__Problem to solve__.
Convert the listing below into a JSON array of strings, with one string for each line and no blank lines.

__Data rows__.
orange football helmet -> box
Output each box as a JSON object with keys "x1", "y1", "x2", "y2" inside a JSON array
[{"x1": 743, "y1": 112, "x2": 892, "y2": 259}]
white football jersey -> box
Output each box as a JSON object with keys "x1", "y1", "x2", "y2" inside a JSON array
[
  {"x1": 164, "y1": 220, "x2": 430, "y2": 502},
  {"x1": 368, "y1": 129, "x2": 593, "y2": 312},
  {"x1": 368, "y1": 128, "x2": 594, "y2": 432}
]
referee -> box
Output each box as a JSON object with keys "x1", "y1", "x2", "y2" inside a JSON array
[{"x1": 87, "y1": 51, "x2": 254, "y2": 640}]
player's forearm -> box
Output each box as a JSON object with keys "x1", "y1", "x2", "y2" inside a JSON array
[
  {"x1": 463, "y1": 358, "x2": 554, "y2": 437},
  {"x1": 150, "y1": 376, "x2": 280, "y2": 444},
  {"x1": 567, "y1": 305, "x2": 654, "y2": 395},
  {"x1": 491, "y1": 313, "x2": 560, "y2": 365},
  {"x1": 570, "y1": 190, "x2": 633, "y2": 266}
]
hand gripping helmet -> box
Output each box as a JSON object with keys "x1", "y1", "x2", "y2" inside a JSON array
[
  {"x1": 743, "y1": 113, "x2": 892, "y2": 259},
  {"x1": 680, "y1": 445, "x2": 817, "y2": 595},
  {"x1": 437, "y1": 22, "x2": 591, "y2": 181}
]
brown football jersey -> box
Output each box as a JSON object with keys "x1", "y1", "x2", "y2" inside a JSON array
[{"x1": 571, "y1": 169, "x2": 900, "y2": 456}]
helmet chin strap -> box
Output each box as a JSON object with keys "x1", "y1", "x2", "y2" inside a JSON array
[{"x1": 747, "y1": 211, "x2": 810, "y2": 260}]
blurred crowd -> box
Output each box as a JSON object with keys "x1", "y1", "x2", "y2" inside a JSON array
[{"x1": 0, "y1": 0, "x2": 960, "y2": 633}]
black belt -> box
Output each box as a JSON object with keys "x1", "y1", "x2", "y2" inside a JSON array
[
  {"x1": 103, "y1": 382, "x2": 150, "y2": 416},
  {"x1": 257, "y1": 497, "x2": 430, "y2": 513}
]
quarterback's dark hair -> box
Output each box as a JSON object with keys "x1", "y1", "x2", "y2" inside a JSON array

__Response to this task__.
[
  "orange football helmet -> box",
  "Output each box as a JSON object with keys \"x1\", \"y1\", \"x2\", \"y2\" inside a JSON array",
  "[{\"x1\": 743, \"y1\": 112, \"x2\": 892, \"y2\": 259}]",
  "white football jersey -> box",
  "Output each box as a JSON object with keys \"x1\", \"y1\", \"x2\", \"y2\" inside a JSON array",
  "[",
  "  {\"x1\": 164, \"y1\": 220, \"x2\": 430, \"y2\": 502},",
  "  {\"x1\": 368, \"y1\": 129, \"x2\": 593, \"y2\": 312},",
  "  {\"x1\": 368, \"y1\": 128, \"x2\": 594, \"y2\": 432}",
  "]",
  "referee -> box",
  "Output each box as a JSON object with keys \"x1\", \"y1\", \"x2\", \"y2\" inside a JSON array",
  "[{\"x1\": 87, \"y1\": 51, \"x2\": 254, \"y2\": 640}]",
  "player's forearm -> box",
  "Output each box as a JSON object with keys \"x1\", \"y1\", \"x2\", \"y2\" inside a JSON array",
  "[",
  "  {\"x1\": 463, \"y1\": 358, \"x2\": 554, \"y2\": 437},",
  "  {\"x1\": 150, \"y1\": 376, \"x2\": 280, \"y2\": 444},",
  "  {\"x1\": 567, \"y1\": 305, \"x2\": 654, \"y2\": 395},",
  "  {\"x1\": 491, \"y1\": 313, \"x2\": 560, \"y2\": 365},",
  "  {\"x1\": 570, \"y1\": 190, \"x2\": 633, \"y2\": 266}",
  "]",
  "hand gripping helmet -> box",
  "Output each box as a JSON object with keys \"x1\", \"y1\", \"x2\", \"y2\" inside a JSON array",
  "[",
  "  {\"x1\": 743, \"y1\": 113, \"x2\": 892, \"y2\": 259},",
  "  {\"x1\": 680, \"y1\": 445, \"x2\": 817, \"y2\": 595},",
  "  {\"x1\": 437, \"y1\": 22, \"x2\": 591, \"y2\": 181}",
  "]",
  "brown football jersey -> box",
  "Output each box as a JSON object with keys \"x1\", \"y1\", \"x2\", \"y2\" inside a JSON array",
  "[{\"x1\": 571, \"y1\": 169, \"x2\": 900, \"y2\": 456}]",
  "helmet chin strap -> box",
  "Output each box as a JSON object with keys \"x1\", \"y1\", \"x2\", \"y2\" inside a JSON array",
  "[{\"x1\": 747, \"y1\": 211, \"x2\": 810, \"y2\": 260}]",
  "blurred crowd -> box",
  "Output each box as a JSON object with keys \"x1\", \"y1\", \"x2\", \"y2\" inside a JSON array",
  "[{\"x1\": 0, \"y1\": 0, \"x2\": 960, \"y2\": 633}]",
  "black belt -> box",
  "Output each box as a JSON object with keys \"x1\", \"y1\", \"x2\", \"y2\" inside a JSON array",
  "[",
  "  {\"x1\": 103, \"y1\": 382, \"x2\": 150, \"y2\": 416},",
  "  {\"x1\": 257, \"y1\": 497, \"x2\": 430, \"y2\": 513}",
  "]",
  "quarterback's dark hair -> box",
  "Output each box as a JSON object with keys \"x1\", \"y1\", \"x2\", \"y2\" inside a JSON array"
]